GIVEN TASK 1:
Answer these questions about the forum thread on choosing a MacBook Pro:
(a) What was the price of the 13" MacBook Pro with Retina before the i7 upgrade?
(b) How much did it cost to upgrade the RAM from 8GB to 16GB?
(c) How large is Nflder's external drive?
GIVEN TASK 2: Turn the lines of the records into a Markdown table with the columns Row and Line, leaving out blank lines. Begin at the line that contains "form: x=83 y=482." and stop after the line that contains "x=474 y=434".

# Solved: Which MacBook Pro do I purchase?



## Nflder (Aug 21, 2003)

I'm looking at replacing XP with a MacBook Pro!!! Another steep learning curve!! I thought I'd get a 13" but when I upgraded the $1,549 MacBook Pro with Retina from i5 to i7 it put the price to within $200 of the 15" with i7 @ $2,049. I thought the quad processor would put me in a good position. I'm not a gamer! I do some photo, audio mixing and several web pages. My son (a Mac person - in fact all my family have gone to mac's years ago) advises me that I probably don't need the i7 as the i5 would be fine. My present computer (purchased in 2006) is a Gateway laptop with XP Media Version 2002 with Intel Core 2 T5500 @ 1.66GHz and 1.99GB of 1.66GHx RAM with a 232GB internal drive and 3TB external. Any suggestions or recommendations....?


----------



## Headrush (Feb 9, 2005)

I wouldn't get too caught up in the specs of CPUs. 
Especially with laptops, the two best things you can do is increase memory and go with SSD.
I'd sacrifice CPU MHz to get those options instead.


----------



## Nflder (Aug 21, 2003)

Thanks Headruush 
That's interesting... Both of the two I'm considering (13" & 15") have a 256GB ssd upgradable to 1TB flash storage for $500 and 8GB of RAM upgradeable to 16GB of DDR3L for $200. That's a fairly high price for a TB drive though. I'll probably pass on the drive.


----------



## Headrush (Feb 9, 2005)

256GB should be fine.
You can keep always use an external HD for storage of things like videos.
(I would assume you don't need your entire library always available when on the go.)


----------



## Nflder (Aug 21, 2003)

No you assume correctly. I have a 3TB for all that!!! Thanks


----------



## Nflder (Aug 21, 2003)

I'm presently considering an Apple Certified Refurbished unit and will watch it for a while with the intention of ordering a 15" Mac-Pro if one becomes available... Any comments?


----------



## Headrush (Feb 9, 2005)

Nflder said:


> I'm presently considering an Apple Certified Refurbished unit and will watch it for a while with the intention of ordering a 15" Mac-Pro if one becomes available... Any comments?

DATA LINES:

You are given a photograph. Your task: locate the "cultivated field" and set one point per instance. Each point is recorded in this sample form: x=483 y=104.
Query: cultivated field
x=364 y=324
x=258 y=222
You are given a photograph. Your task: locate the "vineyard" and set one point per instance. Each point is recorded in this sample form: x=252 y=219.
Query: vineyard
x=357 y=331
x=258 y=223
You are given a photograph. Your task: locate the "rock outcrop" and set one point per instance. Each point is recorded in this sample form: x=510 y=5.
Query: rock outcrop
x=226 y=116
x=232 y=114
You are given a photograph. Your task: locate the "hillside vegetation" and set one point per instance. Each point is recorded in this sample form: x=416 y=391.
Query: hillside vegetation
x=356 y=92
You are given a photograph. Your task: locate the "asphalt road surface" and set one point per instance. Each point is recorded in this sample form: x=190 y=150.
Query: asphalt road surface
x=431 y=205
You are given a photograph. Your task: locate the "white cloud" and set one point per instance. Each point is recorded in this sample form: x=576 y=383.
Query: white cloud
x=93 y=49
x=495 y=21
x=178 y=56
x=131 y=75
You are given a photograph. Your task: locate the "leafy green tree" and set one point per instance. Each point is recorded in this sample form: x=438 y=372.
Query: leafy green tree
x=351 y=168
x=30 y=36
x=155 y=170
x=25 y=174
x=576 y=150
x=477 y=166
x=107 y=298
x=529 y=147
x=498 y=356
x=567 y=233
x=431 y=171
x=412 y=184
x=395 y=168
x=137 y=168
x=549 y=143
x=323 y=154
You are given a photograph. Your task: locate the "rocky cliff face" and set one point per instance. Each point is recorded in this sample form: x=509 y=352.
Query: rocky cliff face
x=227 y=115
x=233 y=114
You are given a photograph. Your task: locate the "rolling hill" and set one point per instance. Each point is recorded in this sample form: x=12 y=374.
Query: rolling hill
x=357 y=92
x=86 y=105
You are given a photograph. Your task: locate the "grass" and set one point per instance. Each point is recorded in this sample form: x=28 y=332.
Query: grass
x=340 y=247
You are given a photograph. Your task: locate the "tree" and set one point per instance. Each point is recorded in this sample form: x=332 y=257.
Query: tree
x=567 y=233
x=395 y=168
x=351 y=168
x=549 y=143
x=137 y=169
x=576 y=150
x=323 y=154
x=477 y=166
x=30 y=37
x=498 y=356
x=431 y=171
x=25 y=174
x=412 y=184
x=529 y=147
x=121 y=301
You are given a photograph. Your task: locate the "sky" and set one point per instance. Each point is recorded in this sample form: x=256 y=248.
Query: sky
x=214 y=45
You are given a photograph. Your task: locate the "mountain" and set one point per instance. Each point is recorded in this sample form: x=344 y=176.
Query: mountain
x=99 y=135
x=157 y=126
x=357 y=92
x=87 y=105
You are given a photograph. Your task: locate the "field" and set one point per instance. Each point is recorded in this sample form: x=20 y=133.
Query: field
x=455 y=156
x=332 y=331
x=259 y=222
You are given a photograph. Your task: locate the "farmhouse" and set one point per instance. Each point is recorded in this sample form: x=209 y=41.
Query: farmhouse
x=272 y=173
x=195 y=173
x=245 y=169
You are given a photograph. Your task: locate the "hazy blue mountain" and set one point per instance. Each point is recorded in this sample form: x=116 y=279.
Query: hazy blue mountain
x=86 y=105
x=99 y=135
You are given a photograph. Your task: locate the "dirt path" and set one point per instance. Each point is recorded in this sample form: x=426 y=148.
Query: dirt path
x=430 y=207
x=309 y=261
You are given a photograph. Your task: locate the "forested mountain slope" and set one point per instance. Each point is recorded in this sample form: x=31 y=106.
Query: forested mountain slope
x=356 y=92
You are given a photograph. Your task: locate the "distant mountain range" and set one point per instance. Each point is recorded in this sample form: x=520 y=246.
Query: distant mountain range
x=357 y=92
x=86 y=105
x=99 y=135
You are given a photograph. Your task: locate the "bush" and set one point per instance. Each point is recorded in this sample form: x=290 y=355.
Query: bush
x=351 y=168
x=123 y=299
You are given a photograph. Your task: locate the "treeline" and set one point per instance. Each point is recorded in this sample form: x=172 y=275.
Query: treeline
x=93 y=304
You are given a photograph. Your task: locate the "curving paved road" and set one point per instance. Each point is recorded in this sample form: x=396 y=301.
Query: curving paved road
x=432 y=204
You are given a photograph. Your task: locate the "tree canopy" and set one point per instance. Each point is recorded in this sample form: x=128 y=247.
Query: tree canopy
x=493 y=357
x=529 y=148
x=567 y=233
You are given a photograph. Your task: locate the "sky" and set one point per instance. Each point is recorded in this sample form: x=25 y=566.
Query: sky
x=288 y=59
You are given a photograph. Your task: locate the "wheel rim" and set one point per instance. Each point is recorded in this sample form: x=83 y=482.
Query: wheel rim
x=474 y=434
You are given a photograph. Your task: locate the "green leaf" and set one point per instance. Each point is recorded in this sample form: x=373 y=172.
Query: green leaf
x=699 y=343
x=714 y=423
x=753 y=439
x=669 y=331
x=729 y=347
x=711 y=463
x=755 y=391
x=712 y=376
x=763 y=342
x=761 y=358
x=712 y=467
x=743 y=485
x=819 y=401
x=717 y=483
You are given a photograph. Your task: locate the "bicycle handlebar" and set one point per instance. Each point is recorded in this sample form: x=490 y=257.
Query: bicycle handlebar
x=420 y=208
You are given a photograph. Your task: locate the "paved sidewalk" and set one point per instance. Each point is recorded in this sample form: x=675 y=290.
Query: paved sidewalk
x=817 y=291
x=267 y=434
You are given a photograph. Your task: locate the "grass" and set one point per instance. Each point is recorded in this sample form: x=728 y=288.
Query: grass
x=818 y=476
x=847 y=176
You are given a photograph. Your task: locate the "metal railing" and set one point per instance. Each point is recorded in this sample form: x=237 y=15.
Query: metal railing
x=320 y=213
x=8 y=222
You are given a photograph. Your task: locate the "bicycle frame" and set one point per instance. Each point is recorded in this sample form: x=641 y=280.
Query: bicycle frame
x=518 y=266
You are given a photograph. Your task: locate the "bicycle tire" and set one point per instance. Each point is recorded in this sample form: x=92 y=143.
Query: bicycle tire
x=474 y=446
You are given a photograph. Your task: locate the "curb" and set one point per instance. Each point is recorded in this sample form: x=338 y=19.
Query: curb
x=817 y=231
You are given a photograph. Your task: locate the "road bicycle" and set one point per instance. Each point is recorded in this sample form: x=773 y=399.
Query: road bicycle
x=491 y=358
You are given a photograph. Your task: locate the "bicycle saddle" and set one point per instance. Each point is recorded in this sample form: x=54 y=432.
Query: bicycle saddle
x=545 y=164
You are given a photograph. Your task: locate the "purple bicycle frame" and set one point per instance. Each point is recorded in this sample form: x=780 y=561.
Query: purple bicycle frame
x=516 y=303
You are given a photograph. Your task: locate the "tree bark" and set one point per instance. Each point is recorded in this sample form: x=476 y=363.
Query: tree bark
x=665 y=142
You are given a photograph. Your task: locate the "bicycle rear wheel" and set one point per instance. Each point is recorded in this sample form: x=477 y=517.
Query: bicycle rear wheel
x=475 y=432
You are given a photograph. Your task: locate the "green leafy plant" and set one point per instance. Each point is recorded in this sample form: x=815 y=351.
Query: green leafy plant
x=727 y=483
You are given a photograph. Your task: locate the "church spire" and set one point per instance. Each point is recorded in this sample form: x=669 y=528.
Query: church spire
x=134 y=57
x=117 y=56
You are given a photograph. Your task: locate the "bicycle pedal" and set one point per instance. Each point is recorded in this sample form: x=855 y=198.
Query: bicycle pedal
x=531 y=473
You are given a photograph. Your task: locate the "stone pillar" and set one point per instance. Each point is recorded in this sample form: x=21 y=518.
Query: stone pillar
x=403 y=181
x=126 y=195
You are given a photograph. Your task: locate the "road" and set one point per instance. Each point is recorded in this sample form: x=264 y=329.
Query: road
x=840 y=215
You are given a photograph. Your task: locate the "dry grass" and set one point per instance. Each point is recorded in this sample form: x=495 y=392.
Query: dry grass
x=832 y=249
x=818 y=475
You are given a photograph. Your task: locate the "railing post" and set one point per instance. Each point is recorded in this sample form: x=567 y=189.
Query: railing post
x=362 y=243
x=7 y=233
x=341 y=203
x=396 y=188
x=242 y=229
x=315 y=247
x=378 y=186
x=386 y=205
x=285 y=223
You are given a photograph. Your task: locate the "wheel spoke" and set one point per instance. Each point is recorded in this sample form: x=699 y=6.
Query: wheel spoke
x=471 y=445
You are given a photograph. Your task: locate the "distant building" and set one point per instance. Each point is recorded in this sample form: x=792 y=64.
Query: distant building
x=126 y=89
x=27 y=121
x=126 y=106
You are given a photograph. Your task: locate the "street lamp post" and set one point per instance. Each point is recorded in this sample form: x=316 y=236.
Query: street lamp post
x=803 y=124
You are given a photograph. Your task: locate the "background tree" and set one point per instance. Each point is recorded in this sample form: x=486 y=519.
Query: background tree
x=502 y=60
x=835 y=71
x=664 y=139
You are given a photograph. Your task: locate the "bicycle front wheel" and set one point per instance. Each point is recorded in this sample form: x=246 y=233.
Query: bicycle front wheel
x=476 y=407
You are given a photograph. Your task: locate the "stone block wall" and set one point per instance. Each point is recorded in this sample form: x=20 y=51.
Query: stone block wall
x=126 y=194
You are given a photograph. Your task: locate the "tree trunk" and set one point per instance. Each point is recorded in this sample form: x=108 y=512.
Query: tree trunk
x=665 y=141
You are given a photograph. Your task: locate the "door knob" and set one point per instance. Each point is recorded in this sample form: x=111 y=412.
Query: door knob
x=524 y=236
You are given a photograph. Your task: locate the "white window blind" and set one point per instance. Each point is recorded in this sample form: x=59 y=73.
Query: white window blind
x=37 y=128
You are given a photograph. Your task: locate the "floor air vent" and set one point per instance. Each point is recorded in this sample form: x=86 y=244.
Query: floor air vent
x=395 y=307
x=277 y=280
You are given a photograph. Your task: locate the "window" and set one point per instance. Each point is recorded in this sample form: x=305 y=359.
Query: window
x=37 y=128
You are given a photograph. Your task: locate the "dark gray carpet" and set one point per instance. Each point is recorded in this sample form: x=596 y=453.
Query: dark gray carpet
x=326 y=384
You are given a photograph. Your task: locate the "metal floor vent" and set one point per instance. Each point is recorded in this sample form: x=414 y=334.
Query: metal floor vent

EXERCISE RESULT 1:
(a) $1,549
(b) $200
(c) 3TB

EXERCISE RESULT 2:
| Row | Line |
|---|---|
| 1 | You are given a photograph. Your task: locate the "wheel rim" and set one point per instance. Each point is recorded in this sample form: x=83 y=482. |
| 2 | Query: wheel rim |
| 3 | x=474 y=434 |